# [YOUR GOAL]
In the entries, switch every "sea water" to "ocean water" and write the entries out again with nothing else altered.

--- start of RECORDS FOR THE TASK ---

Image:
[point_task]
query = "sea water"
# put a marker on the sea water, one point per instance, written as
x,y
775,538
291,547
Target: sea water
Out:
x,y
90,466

--- end of RECORDS FOR THE TASK ---

# [SOLUTION TO THE PROBLEM]
Image:
[point_task]
query = "ocean water"
# put a marker on the ocean water, one point per instance, written as
x,y
775,538
291,547
Target: ocean water
Out:
x,y
90,466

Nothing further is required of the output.